**ASSIGNMENT**
Each entry below needs to be retyped exactly as given.

---------- PROVIDED DATA

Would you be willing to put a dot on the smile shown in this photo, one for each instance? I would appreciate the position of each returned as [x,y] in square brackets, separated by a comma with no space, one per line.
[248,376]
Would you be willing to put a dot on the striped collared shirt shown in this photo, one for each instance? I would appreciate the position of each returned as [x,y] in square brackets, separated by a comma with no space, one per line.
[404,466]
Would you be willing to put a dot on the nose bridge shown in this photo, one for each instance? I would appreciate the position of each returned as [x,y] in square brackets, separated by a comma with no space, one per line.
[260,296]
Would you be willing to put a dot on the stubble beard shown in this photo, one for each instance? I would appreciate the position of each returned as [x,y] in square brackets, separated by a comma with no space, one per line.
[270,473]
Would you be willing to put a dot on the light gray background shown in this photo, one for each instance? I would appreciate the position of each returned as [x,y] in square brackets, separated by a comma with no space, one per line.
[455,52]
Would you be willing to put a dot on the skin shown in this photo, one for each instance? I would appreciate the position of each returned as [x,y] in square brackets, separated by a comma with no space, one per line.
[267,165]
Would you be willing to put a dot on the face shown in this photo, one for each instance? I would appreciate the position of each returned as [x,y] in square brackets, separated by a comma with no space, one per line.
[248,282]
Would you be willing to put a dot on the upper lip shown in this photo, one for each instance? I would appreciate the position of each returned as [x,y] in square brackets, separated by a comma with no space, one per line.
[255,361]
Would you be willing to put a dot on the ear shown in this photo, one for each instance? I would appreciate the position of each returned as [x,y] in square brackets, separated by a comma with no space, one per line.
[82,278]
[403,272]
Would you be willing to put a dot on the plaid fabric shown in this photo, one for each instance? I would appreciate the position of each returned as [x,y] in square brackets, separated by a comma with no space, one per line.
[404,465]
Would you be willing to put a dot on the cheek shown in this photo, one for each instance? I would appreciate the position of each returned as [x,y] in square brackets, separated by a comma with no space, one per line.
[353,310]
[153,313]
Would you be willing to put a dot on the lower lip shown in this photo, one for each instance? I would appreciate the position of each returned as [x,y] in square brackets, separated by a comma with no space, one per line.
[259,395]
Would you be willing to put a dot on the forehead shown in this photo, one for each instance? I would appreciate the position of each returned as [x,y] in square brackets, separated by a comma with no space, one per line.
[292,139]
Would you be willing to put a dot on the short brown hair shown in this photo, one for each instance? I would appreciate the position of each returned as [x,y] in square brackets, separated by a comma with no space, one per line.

--------------------

**RESPONSE TO THE TASK**
Would you be willing to put a dot on the smile shown in this photo, one for each instance? I would appreciate the position of each returned as [x,y] in square brackets, separated by a comma with no space, one per line.
[248,376]
Would you be willing to put a dot on the striped collared shirt shown in this photo, one for each instance? I would appreciate the position of each returned as [x,y] in square brackets, separated by a comma with no space, one per line.
[404,466]
Would you be willing to put a dot on the nose bridge shown in this photo, one for each instance? I would appreciate the position of each returned as [x,y] in square brackets, separated by a comma with no space, one per line.
[260,296]
Would you be willing to put a dot on the stubble beard shown in this photo, one for each instance? I would appreciate the position of each returned as [x,y] in square brackets, separated by a comma with no space, one per line.
[270,473]
Would you be willing to put a dot on the light gray background shown in this photo, one for each instance? I would appreciate the position of each returned as [x,y] in square brackets, separated by a comma with no space, one per line.
[455,52]
Would you be willing to put a dot on the skin shown in this photo, one for each instance? I would appreciate the position of each returned as [x,y] in square brackets, separated by a comma with no space, one per line.
[267,165]
Would you be willing to put a dot on the face shown in this photo, one for each instance? I would appreciate the position of each returned as [x,y] in square brackets, separated by a comma with no space, one per line.
[248,282]
Would you be willing to put a dot on the upper lip shown in this photo, one for each instance? I would appreciate the position of each returned as [x,y] in square brackets, separated by a comma with no space, one per line.
[255,361]
Would you be willing to put a dot on the ear shown in this photo, one for each instance? I would appreciate the position of each returned as [x,y] in square brackets, separated by a comma with no space, one per line.
[82,278]
[403,272]
Would you be willing to put a dot on the plaid fabric shown in this photo, one for each instance? I would appreciate the position of each returned as [x,y] in square brackets, separated by a comma with no space, one per line.
[404,465]
Would you be willing to put a dot on the cheek shown in this photo, one for each instance? I would appreciate the position of each returned as [x,y] in square brackets, separated by a comma with no space, one per line.
[353,310]
[153,313]
Would you be willing to put a dot on the lower lip shown in this photo, one for each instance? I would appreciate the position of each returned as [x,y] in square brackets, separated by a comma with no space, one per line.
[259,395]
Would you be willing to put a dot on the forehead shown in this photo, one for each instance? I would appreciate the position of each returned as [x,y] in square brackets, separated by a comma with no space, one per line.
[292,139]
Would you be willing to put a dot on the short brown hair shown in this photo, one for each instance? I would appreciate the position of each returned as [x,y] in square brackets, separated by a comma with no space, one per line.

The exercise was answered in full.